Проверьте понимание:
**a)** Согласуются ли с отрывком о больнице утверждения (i), (ii) и (iii)? На каждое ответьте «да» или «нет» и приведите решающие слова отрывка в точности.
(i) Врачи делились на две категории.
(ii) Тихие, внимательные врачи встречались часто.
(iii) Настроение было полным отчаяния.
**b)** Продолжите отрывок о больнице с того места, где он заканчивается.

Цитируемый отрывок:
---+---

Чтобы получить лечение, нужно было собрать десятки справок, подписей, печатей. Справка для больницы, справка для льгот, справка, что ты не нарушал режим. Иногда я шутил: «Вылечиться проще, чем оформить лечение».
Врачи остались прежними — делились на две категории. Одни — отстраненные, строгие, словно разговаривают не с людьми, а с диагнозами. Другие — редкость, но были — тихие, внимательные, с человеческим взглядом. С ними можно было говорить как с человеком.
Пациенты тоже почти не менялись. Все те же «вечные лица»: дед с седой бородой, который живет тут десятый год; парень, который каждые полгода возвращается «отдохнуть».
Настроение — ровное, без отчаяния, но и без надежды. Сидишь на лавке во дворе отделения, смотришь на облезлые стены и думаешь — да, все по инерции. Мир живет, как умеет, а мы — как можем.

---+---

Материал для разбора:
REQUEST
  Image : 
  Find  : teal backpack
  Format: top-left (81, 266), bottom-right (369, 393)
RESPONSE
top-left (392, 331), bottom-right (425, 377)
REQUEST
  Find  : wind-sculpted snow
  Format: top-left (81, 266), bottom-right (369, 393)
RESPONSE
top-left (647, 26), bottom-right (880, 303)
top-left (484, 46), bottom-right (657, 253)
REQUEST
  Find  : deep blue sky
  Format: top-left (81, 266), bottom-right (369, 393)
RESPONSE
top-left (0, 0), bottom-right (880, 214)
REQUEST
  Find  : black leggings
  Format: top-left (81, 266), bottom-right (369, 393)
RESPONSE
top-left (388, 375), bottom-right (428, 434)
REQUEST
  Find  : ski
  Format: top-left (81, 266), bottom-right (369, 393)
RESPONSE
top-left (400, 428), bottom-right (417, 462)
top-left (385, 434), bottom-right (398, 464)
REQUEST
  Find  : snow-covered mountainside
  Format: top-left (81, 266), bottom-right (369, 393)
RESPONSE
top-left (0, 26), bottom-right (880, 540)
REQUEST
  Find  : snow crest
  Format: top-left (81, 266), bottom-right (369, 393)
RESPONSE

---+---

Ответы к заданиям:
**a)**
(i) Да: «Врачи остались прежними — делились на две категории».
(ii) Нет: «Другие — редкость, но были — тихие, внимательные, с человеческим взглядом».
(iii) Нет: «Настроение — ровное, без отчаяния, но и без надежды».

**b)**
Иногда я ловил себя на мысли, что привык. Не к самому месту — к ощущению порядка, к распорядку. Там хоть ясно, что будет завтра: обход, таблетки, сон. Снаружи — неизвестность. А здесь все предсказуемо, даже воздух одинаковый. И в этом, как ни странно, было свое успокоение.
2020-е — человечность точечно
Пандемия многое перевернула, но за заборами психбольниц это ощущалось особенно остро. Когда начался ковид, нас просто закрыли — без передач, без посещений, без прогулок. Врачи в масках, перчатках, почти неузнаваемые: по голосу только угадываешь, кто из них кто.
Персонал изменился: стало больше молодых врачей, с которыми можно поговорить по-человечески. Некоторые реально стараются слушать — не перебивают, задают нормальные вопросы, интересуются не только симптомами, но и тем, как ты живешь. Но и им тяжело: дежурства по двое суток, документов гора, на каждого пациента — три журнала отчетности. Эмпатия появляется точечно, где есть силы, а сил не хватает всем.
Иногда приходят волонтеры — молодые ребята, приносят книги, фрукты, просто разговаривают. Впервые за много лет я увидел, что снаружи есть люди, которым не все равно. Появились и независимые психиатры, консультирующие онлайн. Если раньше казалось, что выбора нет, то теперь он хотя бы появился.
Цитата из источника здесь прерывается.